AIM OF THE EXERCISE
Which lines in the rows below contain the string "hillside"? Pull out each of them in full, matching case exactly.

** Start of DATASET ENTRIES **

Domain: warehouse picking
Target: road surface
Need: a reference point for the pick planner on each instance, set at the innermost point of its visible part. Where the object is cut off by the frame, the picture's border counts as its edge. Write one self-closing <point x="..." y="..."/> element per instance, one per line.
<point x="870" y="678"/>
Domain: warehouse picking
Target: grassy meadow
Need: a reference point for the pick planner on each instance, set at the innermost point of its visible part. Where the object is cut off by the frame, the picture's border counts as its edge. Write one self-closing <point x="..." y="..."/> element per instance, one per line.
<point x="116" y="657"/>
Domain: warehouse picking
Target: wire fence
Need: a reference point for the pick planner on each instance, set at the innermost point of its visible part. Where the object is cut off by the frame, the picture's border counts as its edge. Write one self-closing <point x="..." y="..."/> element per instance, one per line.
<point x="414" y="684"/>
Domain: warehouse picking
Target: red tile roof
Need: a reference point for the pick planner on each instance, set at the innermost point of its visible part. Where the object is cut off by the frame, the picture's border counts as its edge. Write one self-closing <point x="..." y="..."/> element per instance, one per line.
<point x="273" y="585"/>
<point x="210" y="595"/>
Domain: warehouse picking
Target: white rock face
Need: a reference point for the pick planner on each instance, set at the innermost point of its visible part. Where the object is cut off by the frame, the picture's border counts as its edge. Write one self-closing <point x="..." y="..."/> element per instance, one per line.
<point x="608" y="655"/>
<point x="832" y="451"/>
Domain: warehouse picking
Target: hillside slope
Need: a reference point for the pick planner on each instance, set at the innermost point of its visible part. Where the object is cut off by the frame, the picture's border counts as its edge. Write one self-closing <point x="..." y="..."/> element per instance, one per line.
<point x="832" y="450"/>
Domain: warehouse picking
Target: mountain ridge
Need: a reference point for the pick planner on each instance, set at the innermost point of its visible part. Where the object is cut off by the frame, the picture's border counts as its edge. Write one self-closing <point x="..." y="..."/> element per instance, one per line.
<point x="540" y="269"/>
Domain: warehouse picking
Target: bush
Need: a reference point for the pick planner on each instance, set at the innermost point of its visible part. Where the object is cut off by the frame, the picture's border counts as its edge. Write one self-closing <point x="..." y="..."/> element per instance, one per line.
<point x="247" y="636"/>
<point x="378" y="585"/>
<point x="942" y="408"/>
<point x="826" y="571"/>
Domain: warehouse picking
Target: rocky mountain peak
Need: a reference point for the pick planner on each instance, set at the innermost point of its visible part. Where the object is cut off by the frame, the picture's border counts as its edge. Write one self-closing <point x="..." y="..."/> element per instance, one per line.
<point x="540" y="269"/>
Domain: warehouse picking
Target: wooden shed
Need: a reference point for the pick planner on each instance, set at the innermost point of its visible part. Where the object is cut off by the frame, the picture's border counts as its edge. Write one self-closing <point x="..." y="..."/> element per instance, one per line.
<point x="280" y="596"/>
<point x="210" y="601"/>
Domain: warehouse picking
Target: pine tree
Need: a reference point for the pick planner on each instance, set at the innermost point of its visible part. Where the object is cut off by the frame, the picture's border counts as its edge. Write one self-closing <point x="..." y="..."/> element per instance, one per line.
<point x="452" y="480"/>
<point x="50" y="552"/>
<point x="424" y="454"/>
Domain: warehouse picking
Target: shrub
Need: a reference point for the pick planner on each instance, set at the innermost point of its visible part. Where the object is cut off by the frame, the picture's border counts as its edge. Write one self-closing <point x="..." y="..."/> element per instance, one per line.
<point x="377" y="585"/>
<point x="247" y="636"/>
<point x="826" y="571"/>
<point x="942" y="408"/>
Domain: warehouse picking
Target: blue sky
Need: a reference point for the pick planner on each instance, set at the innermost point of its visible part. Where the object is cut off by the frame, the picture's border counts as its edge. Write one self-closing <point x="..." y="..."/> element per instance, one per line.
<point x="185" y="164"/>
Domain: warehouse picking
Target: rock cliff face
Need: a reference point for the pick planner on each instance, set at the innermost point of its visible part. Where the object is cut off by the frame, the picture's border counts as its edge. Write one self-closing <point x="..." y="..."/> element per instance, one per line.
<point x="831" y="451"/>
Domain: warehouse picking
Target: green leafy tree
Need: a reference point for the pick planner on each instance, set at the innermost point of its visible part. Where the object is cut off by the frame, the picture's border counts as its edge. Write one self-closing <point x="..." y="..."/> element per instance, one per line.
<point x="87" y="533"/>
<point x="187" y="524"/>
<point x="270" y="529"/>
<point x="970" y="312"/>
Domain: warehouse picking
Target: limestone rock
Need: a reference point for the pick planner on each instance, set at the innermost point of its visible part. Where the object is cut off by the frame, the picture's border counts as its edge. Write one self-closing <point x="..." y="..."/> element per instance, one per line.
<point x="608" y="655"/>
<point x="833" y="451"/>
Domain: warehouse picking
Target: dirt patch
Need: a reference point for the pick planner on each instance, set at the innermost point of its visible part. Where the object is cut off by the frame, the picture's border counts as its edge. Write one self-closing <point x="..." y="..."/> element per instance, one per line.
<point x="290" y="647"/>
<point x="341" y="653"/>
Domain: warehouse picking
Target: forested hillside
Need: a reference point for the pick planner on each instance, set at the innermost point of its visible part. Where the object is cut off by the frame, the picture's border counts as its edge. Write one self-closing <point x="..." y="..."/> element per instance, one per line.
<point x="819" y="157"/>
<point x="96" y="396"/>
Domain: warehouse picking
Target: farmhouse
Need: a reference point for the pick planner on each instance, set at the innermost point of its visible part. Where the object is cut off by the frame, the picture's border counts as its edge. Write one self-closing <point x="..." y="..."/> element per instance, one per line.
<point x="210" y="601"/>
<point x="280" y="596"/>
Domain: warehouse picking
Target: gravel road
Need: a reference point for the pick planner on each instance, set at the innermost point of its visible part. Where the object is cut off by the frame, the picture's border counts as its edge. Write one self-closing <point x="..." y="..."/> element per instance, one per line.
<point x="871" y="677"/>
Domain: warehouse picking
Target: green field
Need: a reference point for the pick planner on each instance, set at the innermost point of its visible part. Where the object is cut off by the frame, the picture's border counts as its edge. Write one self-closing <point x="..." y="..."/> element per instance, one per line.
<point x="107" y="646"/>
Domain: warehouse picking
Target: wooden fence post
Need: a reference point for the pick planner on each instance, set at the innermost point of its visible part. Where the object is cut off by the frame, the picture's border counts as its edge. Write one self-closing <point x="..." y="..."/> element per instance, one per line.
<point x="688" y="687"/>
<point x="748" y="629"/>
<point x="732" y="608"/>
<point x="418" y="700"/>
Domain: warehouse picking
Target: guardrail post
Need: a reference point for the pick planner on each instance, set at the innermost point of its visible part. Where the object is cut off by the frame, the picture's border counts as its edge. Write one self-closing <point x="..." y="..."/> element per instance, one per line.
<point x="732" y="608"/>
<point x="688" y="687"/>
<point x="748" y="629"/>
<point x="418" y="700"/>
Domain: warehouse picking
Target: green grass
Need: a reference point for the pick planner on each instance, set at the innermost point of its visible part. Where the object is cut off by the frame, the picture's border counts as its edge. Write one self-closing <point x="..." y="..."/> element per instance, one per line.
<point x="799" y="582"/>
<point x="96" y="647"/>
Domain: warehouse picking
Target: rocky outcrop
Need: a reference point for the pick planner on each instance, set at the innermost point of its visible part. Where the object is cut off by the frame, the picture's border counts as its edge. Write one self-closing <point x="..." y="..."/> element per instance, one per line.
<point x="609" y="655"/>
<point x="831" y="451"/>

** End of DATASET ENTRIES **

COMPLETE OUTPUT
Target: hillside slope
Target: forested hillside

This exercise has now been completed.